Source records
____

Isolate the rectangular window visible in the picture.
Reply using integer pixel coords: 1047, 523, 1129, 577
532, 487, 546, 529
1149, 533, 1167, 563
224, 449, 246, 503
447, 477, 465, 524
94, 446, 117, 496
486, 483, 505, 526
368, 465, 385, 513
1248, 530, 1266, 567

____

Copy every line of the records above verbatim, keeping the original order.

§ **Answer to this exercise**
Isolate the rectangular window visible in the picture.
Reply using integer pixel coords: 1047, 523, 1129, 577
532, 487, 546, 529
1149, 533, 1167, 563
224, 449, 246, 503
447, 477, 465, 524
94, 446, 117, 496
486, 483, 505, 526
368, 465, 385, 513
1248, 530, 1266, 567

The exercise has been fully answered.